[Dataset content start]
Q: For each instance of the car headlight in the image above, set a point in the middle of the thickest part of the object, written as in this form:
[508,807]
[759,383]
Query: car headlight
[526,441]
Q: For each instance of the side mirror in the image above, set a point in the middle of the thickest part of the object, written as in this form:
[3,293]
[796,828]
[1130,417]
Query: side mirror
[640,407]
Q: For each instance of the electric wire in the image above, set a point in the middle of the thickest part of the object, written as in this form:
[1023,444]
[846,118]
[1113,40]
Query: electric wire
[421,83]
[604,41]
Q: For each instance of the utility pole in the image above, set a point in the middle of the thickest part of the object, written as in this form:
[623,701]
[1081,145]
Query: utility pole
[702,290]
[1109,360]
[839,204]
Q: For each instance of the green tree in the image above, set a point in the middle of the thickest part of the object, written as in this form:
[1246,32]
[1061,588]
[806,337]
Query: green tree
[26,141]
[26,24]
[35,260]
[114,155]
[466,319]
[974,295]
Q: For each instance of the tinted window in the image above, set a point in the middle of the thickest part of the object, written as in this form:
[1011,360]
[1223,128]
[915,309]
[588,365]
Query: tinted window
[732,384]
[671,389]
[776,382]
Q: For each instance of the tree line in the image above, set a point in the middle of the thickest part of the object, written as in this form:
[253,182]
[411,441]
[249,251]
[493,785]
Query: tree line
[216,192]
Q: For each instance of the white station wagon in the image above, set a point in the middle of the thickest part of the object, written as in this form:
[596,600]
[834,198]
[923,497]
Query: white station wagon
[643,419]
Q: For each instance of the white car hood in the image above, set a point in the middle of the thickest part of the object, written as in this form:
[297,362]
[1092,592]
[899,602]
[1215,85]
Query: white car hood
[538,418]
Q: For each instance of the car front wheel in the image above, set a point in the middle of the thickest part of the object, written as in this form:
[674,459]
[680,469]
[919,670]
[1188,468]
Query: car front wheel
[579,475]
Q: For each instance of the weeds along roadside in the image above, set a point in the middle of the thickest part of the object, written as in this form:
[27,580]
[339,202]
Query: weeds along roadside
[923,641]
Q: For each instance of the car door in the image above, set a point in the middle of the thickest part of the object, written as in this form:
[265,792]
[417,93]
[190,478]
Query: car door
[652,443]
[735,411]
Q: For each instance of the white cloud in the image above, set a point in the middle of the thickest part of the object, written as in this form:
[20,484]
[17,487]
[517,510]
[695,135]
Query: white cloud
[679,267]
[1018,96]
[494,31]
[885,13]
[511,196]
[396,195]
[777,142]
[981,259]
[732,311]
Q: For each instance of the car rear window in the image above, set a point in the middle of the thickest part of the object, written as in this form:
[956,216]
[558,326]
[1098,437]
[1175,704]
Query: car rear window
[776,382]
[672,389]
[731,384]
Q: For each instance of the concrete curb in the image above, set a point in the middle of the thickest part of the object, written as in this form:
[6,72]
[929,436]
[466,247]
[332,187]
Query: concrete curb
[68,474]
[Dataset content end]
Exercise task: Could you extract every one of the lines above and reproduce each one verbatim, in the same order?

Result:
Q: For each instance of the car headlight in the image above, set a point in the middle of the thickest part of the object, written as in this form:
[508,807]
[759,383]
Query: car headlight
[526,441]
Q: For each instance of the side mirror in the image above, set a point in the middle of the thickest part of the object, written as in this form:
[3,293]
[796,828]
[1130,417]
Query: side mirror
[640,407]
Q: For each instance of the electric wire in the image above, set a point in the middle of the thickest part of the object, written as in this form:
[1023,444]
[846,118]
[1113,40]
Query: electric wire
[421,83]
[604,41]
Q: For each instance of the utility pole in the image above, set a point in the middle of the thickest part of the object, written as in this form:
[623,701]
[1081,145]
Query: utility pole
[702,290]
[1109,360]
[839,204]
Q: For each instance of the green tree in the image above, set a point in the middle of the thickest part of the object, written as in this form:
[1246,32]
[1061,588]
[806,337]
Query: green tree
[26,141]
[26,24]
[35,260]
[114,155]
[466,319]
[974,295]
Q: For each instance of the tinted window in the image above, set a point in the middle of the thickest part of the object, written as in this form:
[1011,360]
[1223,128]
[915,309]
[588,365]
Query: tinted window
[732,384]
[671,389]
[776,382]
Q: For each instance of the tree line in the image above, set a point in the middle of the thickest part of the object, written as in this form:
[253,182]
[411,441]
[249,251]
[493,785]
Query: tree line
[216,192]
Q: For each instance of the white station wagon in the image above, set a point in the middle of the thickest part of the object, written as in this form:
[596,600]
[834,198]
[923,497]
Query: white station wagon
[643,419]
Q: For each instance of the white car hood in the image above, set a point in the middle of the thickest part of the object, written as in this form:
[297,362]
[1092,592]
[899,602]
[1215,85]
Query: white car hood
[538,418]
Q: For each instance of the car front wheel in the image above, set a point in the middle of the thickest part of the object, written as in this form:
[674,459]
[680,469]
[919,670]
[1188,468]
Query: car front wheel
[579,475]
Q: For each instance of the weeds along roadside in the image above, set a point in the middle of the thickest part of the object, written as in this form:
[27,580]
[339,202]
Query: weeds along roadside
[923,641]
Q: For each instance of the car door in the image above, set a point in the middle of the thickest part of the object, written as in this form:
[265,792]
[417,93]
[190,478]
Query: car door
[652,443]
[735,411]
Q: For each instance of the white cloud in the image above, set a point in the middle of the thickest part of the object, written as in this form:
[20,484]
[17,487]
[517,510]
[695,135]
Query: white cloud
[679,267]
[1018,96]
[494,31]
[885,13]
[511,196]
[396,195]
[777,142]
[981,259]
[732,311]
Q: For each instance of the car rear window in the image above, set a point in the middle of the thickest part of the object, written as in this form:
[956,216]
[558,326]
[1098,437]
[1175,704]
Query: car rear window
[776,382]
[672,389]
[731,384]
Q: For each instance of the concrete curb in the image above, set a point in the middle of the thickest part of the object, written as in this form:
[6,72]
[929,436]
[466,247]
[332,187]
Query: concrete curb
[68,474]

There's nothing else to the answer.